• **Document passage**:

Section 11.    Redemption at the Option of the Corporation. 

(a)    Series A Corporation Redemption Date. Subject to applicable law, upon the business day established by the
Board of Directors at any time from time to time from and after the Series A Original Issue Date (such business day, the “Series A Corporation Redemption Date”), and without any action on the part of the Corporation or any holder of
outstanding shares of Series A Preferred Stock, one or more or all of the outstanding shares of Series A Preferred Stock (as determined by the Board of Directors) shall be redeemed by the Corporation on the Series A Corporation Redemption Date at
the Series A Redemption Price, which aggregate number of shares of Series A Preferred Stock to be redeemed shall be effected pro rata based on the number of outstanding shares of Series A Preferred Stock held by a holder bears to the number
of outstanding shares of Series A Preferred Stock held by all holders of Series A Preferred Stock. The Corporation shall provide (on a business day) written notice to the holders of outstanding shares of Series A Preferred Stock of the Series A
Corporation Redemption Date not less than ten (10) business days prior to the Series A Corporation Redemption Date setting forth (i) the Series A Corporation Redemption Date, (ii) the Series A Redemption Price and (iii) the
aggregate number of outstanding shares of Series A Preferred Stock to be redeemed by the Corporation on such Series A Corporation Redemption Date. 

(b)    Payment of the Series A Redemption Price. The Series A Redemption Price shall be paid in cash. Upon the
Series A Corporation Redemption Date, the Corporation shall, except to the extent prohibited by Delaware law governing distributions to stockholders, apply all of the assets of the Corporation to the payment of the Series A Redemption Price to the
holders of shares of Series A Preferred Stock entitled thereto, and to no other corporate purpose or purposes to the fullest extent permitted by applicable law.

• **Data extract**:
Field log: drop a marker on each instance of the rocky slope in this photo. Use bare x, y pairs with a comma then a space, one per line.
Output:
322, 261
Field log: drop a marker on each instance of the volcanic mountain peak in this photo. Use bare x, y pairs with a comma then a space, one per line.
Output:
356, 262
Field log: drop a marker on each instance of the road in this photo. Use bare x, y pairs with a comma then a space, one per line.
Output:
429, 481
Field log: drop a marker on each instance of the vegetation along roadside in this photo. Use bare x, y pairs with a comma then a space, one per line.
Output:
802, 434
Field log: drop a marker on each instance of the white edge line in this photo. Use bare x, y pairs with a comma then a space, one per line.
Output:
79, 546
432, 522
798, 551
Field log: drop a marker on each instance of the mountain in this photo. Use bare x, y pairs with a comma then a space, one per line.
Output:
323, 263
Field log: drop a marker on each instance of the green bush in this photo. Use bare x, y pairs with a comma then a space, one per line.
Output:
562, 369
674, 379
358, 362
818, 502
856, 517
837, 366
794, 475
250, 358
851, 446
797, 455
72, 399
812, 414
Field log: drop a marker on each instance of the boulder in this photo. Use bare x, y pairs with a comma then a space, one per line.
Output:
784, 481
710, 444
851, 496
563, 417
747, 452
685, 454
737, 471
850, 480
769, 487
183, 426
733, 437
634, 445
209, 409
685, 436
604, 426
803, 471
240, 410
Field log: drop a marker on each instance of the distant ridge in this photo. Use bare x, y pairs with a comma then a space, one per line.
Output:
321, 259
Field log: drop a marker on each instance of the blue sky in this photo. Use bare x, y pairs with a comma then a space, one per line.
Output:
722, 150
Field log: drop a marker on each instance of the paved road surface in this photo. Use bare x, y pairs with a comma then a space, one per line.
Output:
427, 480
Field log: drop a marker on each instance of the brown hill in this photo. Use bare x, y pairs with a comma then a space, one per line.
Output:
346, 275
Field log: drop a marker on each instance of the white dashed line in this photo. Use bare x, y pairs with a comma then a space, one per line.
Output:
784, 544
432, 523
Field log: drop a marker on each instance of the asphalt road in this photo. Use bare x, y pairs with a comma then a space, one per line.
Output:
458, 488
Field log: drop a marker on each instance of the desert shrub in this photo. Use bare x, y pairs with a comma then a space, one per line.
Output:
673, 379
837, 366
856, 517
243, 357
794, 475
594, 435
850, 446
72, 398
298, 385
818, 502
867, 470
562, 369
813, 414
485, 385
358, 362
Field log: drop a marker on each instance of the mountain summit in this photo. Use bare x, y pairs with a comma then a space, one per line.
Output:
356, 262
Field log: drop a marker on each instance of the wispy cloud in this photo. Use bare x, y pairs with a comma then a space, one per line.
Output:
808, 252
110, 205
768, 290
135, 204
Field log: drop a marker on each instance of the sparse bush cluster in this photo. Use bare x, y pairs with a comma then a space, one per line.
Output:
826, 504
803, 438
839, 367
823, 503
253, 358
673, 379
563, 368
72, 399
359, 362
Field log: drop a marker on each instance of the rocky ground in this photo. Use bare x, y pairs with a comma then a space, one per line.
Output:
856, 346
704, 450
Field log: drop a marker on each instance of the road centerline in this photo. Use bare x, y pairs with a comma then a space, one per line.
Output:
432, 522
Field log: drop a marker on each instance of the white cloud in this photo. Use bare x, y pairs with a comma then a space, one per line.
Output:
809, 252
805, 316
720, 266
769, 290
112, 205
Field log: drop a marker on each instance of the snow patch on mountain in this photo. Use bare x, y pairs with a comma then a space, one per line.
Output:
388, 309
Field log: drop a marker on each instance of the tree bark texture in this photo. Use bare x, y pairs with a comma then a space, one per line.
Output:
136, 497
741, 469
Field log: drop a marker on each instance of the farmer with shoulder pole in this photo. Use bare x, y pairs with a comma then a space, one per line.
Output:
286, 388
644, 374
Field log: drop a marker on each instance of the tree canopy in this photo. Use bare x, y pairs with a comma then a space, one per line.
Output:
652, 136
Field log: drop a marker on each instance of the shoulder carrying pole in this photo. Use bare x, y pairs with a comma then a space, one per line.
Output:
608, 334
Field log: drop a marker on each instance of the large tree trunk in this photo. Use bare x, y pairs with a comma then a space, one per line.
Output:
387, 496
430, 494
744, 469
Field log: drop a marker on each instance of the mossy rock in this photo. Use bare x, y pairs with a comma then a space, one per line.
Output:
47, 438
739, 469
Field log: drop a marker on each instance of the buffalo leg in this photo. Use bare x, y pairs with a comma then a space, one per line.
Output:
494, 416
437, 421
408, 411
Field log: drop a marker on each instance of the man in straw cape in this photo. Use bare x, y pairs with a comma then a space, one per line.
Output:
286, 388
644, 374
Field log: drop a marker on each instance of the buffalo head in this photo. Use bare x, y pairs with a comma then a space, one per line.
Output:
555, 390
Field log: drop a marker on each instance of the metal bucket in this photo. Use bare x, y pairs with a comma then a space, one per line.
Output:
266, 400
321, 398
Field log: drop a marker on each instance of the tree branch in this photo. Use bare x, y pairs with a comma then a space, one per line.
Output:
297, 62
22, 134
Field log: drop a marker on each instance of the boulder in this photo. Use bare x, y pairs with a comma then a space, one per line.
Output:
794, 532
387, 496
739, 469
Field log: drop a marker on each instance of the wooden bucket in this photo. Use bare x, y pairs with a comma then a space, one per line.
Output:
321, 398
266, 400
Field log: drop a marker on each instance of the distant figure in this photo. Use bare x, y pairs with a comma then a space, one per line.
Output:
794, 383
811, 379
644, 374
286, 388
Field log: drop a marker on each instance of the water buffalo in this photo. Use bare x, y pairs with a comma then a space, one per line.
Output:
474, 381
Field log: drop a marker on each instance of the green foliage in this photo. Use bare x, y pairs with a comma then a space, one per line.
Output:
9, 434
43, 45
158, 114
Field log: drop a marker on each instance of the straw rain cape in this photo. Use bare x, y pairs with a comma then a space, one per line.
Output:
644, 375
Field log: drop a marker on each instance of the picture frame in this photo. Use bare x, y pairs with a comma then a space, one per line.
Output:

• **What this exercise asks**:
• 1. According to the Series A redemption passage, what is the minimum number of business days of written notice the Corporation must give holders before the Series A Corporation Redemption Date?
• 2. Write the next part of the Series A Preferred Stock redemption provision, picking up after its last sentence.
The material isn't needed here.

• **Responses by task**:
• 1. Not less than ten (10) business days.

• 2.
(c)    Delivery of the Series A Preference Price. The Corporation shall, as soon as practicable, and in no event
later than three (3) Trading Days after the Series A Corporation Redemption Date, deliver the Series A Redemption Price, in cash, to the holders of shares of Series A Preferred Stock entitled thereto by either (i) wire transfer, to an
account designated by the relevant holder by written notice delivered to the Corporation at the principal office of the Corporation or of any transfer agent for Series A Preferred Stock not less than two (2) business days prior to the Series A
Corporation Redemption Date, or (ii) delivery of a check, to the address of the relevant holder as shown on the books and records of the Corporation. 

(d)    Effect of Redemption. Redemption of one or more all of the outstanding shares of Series A Preferred Stock
pursuant to this Section 11 shall be deemed to have been made immediately prior to the close of business on the Series A Corporation Redemption Date. From and after the Series A Corporation Redemption Date, each share of Series A
Preferred Stock redeemed pursuant to this Section 11 shall no longer be deemed to be outstanding and all rights in respect of such share of Series A Preferred Stock shall cease, except for the right to receive the Series A Redemption
Price. 

  
 13 

 Section 12.    Redemption at the Option of a Holder.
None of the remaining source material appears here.